**CHALLENGE**
Display each line of the rows below that contains the string "gate", matching its letter case exactly.

**LISTED RECORDS**
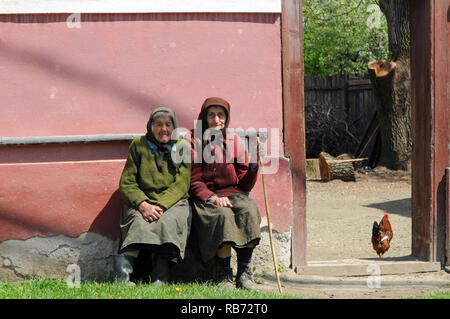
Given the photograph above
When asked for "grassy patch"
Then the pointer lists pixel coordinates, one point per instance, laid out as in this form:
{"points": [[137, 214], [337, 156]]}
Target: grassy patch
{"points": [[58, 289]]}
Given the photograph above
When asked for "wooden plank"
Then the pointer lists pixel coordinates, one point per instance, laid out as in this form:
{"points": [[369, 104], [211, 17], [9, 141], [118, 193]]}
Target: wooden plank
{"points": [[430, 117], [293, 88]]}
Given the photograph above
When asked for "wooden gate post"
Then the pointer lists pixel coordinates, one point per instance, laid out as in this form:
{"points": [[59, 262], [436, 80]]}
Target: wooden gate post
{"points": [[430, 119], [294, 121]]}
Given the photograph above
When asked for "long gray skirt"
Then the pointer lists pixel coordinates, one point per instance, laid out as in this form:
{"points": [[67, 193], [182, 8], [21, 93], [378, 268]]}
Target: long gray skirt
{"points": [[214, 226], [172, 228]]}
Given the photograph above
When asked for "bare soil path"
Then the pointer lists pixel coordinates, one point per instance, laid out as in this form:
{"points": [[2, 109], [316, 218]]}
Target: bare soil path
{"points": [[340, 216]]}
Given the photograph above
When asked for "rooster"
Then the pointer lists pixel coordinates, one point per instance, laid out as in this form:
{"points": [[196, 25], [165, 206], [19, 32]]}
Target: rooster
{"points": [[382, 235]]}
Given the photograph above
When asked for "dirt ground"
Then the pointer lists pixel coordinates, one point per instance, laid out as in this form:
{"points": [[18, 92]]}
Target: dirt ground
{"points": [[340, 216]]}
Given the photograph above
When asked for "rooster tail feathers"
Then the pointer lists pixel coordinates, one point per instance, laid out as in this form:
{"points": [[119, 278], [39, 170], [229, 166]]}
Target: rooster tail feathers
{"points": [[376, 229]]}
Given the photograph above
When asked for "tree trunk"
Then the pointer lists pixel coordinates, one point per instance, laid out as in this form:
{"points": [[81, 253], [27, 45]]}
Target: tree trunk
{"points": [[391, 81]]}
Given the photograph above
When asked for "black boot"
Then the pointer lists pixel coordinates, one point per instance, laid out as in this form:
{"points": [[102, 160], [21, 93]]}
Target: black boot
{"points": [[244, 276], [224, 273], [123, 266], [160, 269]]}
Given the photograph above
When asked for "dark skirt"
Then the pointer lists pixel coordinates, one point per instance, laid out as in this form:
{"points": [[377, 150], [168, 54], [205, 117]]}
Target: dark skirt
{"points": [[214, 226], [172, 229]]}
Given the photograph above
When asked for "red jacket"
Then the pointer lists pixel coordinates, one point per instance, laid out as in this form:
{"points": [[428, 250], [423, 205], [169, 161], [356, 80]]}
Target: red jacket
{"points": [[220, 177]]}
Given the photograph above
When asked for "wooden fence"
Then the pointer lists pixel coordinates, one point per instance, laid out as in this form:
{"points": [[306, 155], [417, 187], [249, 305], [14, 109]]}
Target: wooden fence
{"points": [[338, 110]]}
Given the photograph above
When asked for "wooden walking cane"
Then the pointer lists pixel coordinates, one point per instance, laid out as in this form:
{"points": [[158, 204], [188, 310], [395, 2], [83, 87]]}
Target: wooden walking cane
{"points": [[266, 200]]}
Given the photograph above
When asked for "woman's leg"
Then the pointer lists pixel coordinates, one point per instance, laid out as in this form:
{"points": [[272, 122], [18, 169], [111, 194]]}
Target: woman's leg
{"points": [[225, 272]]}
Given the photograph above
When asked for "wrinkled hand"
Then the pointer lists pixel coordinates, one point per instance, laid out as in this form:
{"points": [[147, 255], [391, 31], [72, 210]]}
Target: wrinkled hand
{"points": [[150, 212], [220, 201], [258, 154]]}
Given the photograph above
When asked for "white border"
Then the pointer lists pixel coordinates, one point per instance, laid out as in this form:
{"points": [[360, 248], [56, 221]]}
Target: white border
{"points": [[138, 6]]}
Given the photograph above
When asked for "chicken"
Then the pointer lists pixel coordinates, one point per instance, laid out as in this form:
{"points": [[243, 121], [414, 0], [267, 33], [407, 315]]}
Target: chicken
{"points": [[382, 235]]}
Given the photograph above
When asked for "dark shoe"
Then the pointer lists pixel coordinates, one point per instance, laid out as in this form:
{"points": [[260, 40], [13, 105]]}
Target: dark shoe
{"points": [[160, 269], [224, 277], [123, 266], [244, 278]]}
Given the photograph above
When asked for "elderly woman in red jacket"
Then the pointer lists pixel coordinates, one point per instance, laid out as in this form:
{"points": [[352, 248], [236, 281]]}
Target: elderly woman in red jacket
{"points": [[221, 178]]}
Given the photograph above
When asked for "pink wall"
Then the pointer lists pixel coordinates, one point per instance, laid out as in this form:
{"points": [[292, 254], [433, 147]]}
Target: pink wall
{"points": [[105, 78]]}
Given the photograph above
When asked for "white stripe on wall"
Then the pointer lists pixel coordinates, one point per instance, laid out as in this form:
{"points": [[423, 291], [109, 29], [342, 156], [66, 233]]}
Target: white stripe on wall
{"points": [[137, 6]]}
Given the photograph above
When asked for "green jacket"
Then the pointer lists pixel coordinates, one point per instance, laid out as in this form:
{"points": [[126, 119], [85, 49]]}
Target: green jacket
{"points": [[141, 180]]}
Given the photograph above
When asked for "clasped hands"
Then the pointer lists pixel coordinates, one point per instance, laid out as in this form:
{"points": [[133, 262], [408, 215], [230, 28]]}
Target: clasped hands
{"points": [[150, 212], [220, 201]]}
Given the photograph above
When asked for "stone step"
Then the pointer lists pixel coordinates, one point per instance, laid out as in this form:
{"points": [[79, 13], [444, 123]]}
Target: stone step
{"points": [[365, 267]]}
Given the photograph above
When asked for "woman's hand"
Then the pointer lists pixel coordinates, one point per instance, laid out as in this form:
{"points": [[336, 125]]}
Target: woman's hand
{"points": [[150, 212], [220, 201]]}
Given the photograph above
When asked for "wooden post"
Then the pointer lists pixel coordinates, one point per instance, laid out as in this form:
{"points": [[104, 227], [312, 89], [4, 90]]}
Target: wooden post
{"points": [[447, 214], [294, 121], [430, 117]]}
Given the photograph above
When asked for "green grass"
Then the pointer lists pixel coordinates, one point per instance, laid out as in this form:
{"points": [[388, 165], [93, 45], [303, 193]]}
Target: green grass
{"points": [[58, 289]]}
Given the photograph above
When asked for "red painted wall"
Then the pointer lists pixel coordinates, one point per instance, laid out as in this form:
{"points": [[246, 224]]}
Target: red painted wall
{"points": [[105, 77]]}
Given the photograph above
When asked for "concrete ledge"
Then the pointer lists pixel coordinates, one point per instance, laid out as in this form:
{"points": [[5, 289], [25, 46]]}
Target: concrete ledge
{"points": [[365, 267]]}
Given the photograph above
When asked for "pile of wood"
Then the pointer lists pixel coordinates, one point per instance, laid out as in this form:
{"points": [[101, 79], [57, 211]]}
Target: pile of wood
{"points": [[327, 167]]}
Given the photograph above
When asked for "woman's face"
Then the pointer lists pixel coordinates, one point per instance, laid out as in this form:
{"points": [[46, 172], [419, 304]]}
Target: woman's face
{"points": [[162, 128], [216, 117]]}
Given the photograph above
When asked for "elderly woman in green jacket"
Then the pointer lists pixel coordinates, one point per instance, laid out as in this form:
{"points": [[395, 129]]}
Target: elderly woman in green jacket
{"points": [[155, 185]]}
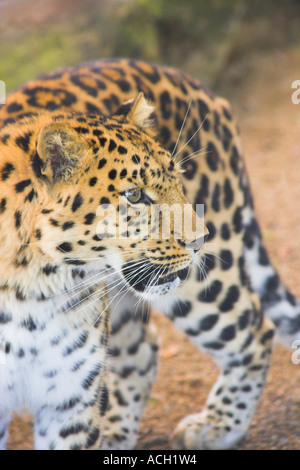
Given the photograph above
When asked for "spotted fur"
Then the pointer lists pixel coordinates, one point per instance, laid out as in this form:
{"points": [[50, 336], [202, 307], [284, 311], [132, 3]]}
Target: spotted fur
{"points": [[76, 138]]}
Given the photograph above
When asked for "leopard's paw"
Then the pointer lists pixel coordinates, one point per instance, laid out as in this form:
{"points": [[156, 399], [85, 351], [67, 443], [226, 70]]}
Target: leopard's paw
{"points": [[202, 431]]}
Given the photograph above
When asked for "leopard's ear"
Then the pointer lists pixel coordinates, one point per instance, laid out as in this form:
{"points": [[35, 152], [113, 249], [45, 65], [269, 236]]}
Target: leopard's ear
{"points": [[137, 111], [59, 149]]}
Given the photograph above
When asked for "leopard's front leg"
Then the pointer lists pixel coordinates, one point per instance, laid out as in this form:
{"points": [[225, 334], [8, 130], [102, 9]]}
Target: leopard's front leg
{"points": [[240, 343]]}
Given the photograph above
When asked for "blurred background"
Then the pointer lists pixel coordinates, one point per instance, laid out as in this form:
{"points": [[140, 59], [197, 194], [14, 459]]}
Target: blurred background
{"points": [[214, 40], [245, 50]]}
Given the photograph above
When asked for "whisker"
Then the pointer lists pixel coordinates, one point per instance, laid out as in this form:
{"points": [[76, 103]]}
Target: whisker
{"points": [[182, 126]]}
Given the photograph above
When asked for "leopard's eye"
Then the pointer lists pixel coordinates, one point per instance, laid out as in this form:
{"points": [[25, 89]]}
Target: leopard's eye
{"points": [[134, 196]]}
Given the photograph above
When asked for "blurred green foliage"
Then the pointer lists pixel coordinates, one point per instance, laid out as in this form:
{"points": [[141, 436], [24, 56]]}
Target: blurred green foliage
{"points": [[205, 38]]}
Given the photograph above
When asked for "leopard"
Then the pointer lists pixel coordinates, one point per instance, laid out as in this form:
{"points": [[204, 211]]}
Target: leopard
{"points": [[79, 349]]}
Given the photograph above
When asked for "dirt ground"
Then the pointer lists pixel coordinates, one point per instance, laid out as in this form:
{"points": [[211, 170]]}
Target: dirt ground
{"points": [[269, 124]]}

**TASK OUTPUT**
When asked for "wooden gate post"
Target: wooden gate post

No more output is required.